### SUPPLIED TEXT
Localised surface plasmons (LSPs)
Surface Plasmon theory and is applications constitutes a large ongoing research field. Plasmon mediated surface photochemistry and the charge transfer has give us an excellent window into the underpinnings of the challenges scientific breakthrough in that sector.
At first, we can say that surface plasmon are a collective oscillation of electrons that are commonly categorized into two classes: propagating surface plasmons (SPPs) and localized surface plasmons (LSPs). LSPs are non-propagating excitations of the conduction electrons of metallic nanostructures coupled to the electromagnetic field.
As for LSPs, light interacts with particles that are much smaller than the incident wavelength. The curved surface of the particle exerts an effective restoring force on the conduction electrons. Hence a resonance known as localised surface plasmon resonance (LSPR) can rise, leading to field enhancement both inside and in the near-field zone. LSPR is dependent on the size, shape, and dielectric function of the nano-particles as well as the local dielectric environment.
The LSPs can be explored by considering a homogeneous, isotropic sphere and dielectric function located at the origin in a uniform, static electric field.

### DATA ENTRIES

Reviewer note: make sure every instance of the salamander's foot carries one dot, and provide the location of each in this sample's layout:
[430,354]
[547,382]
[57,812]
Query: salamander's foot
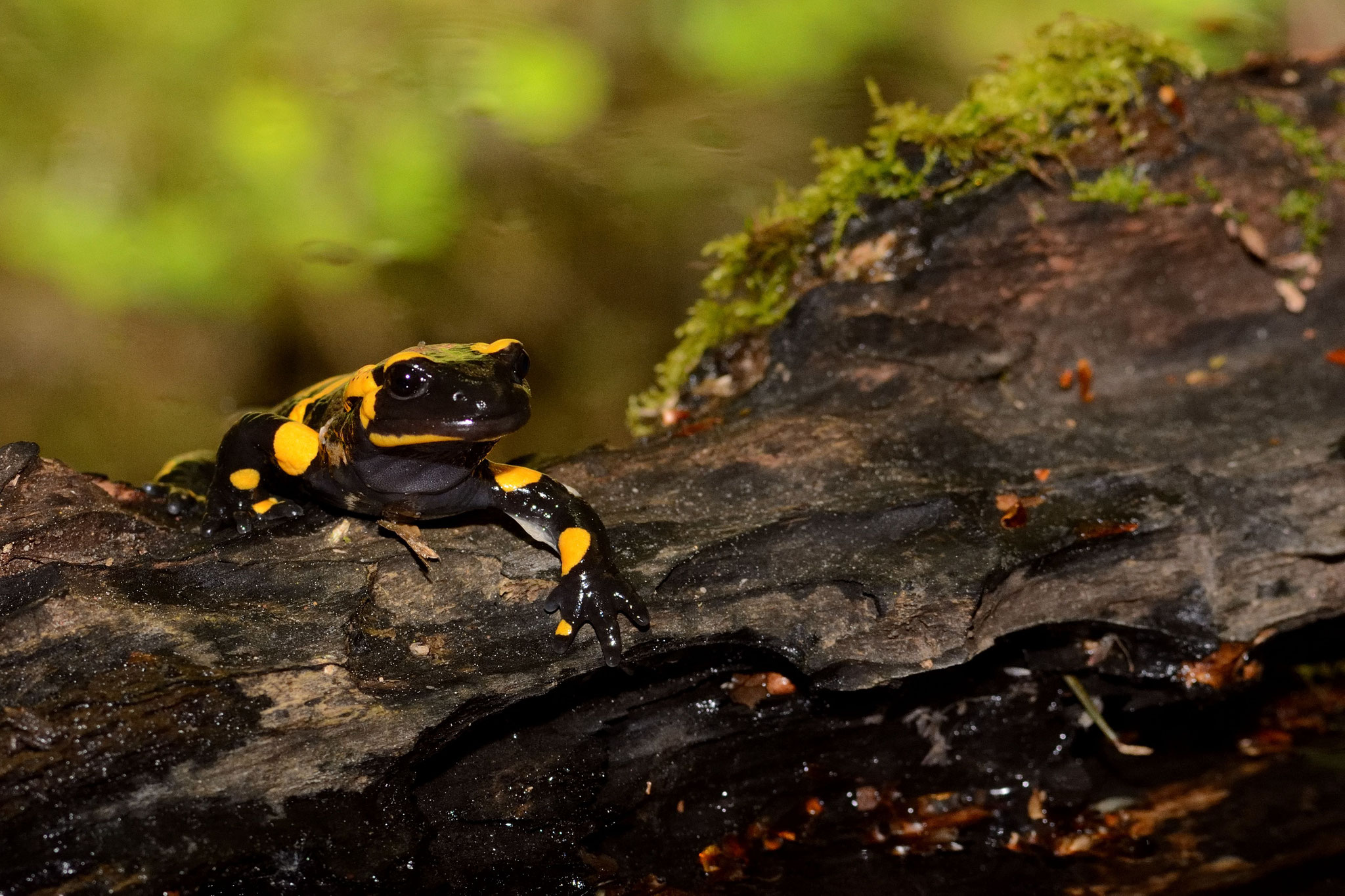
[178,501]
[596,595]
[245,515]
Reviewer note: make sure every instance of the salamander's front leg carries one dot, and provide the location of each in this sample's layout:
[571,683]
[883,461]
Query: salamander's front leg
[592,589]
[260,448]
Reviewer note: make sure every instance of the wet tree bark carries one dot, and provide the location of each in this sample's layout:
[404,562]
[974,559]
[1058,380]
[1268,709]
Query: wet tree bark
[891,500]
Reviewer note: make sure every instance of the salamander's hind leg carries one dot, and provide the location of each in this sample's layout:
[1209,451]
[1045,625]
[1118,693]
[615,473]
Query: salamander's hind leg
[260,449]
[183,482]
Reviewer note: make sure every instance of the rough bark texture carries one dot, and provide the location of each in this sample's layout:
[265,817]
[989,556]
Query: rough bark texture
[304,710]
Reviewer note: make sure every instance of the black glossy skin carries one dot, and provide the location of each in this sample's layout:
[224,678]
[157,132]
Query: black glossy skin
[335,442]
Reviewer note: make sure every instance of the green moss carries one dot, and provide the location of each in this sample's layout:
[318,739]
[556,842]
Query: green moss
[1301,139]
[1124,186]
[1300,207]
[1076,74]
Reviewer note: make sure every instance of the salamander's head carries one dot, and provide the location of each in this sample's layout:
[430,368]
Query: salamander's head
[443,394]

### WORK TO DO
**a)** According to the surface plasmon text, what four things does localized surface plasmon resonance depend on?
**b)** In the surface plasmon text, what does the curved surface of the particle exert on the conduction electrons?
**c)** Repeat the part of the surface plasmon text between "The LSPs can" and "static electric field.", inclusive.
The listing has no connection to the surface plasmon text.

### SOLUTIONS TO THE EXERCISE
**a)**
- The size of the nanoparticles
- The shape of the nanoparticles
- The dielectric function of the nanoparticles
- The local dielectric environment

**b)** An effective restoring force.

**c)**
The LSPs can be explored by considering a homogeneous, isotropic sphere and dielectric function located at the origin in a uniform, static electric field.